Update all of the material below by replacing every occurrence of "evaluation set" with "validation set", keeping everything else unchanged, and omit the pictures from your answer.

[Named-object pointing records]
━━━━
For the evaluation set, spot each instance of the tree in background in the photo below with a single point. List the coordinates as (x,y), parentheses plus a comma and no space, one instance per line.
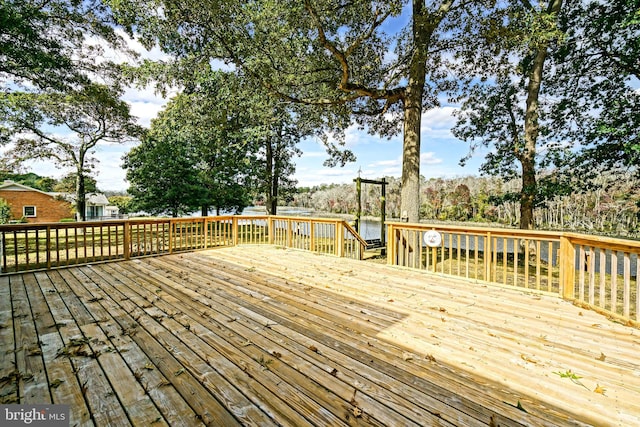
(546,79)
(194,157)
(504,107)
(67,184)
(597,76)
(52,45)
(161,175)
(124,203)
(5,211)
(361,59)
(93,114)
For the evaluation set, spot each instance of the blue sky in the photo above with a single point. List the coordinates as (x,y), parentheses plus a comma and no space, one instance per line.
(376,156)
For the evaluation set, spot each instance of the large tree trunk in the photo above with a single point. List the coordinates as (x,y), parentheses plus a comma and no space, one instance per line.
(410,191)
(81,204)
(531,131)
(271,185)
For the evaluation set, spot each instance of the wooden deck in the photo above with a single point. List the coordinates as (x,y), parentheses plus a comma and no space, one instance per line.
(257,335)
━━━━
THE RESPONSE:
For the validation set, spot each instance of the tree in background in the photo below with a single point. List the coordinates as (x,y), parentheses plus a comma and no space, one instance per line.
(546,79)
(194,157)
(504,107)
(67,184)
(597,76)
(52,45)
(161,175)
(124,203)
(5,211)
(361,59)
(93,114)
For the validation set, spot each instance of the blue sky in the photo above with a single point. List the coordinates as (x,y), parentheses plus a comma and no space, one instance per line.
(376,156)
For the validation set, spot each instance of the large tree trunk in the photo above with a single point. List the coordinates as (x,y), parentheses plus a comma and no space, one instance per line.
(410,191)
(81,204)
(531,131)
(271,185)
For the validation set, spot each instance of the wooden deck in the photo above with a single point. List the coordinates as (x,y), parentheses plus a comma and no space, one instance per line.
(257,335)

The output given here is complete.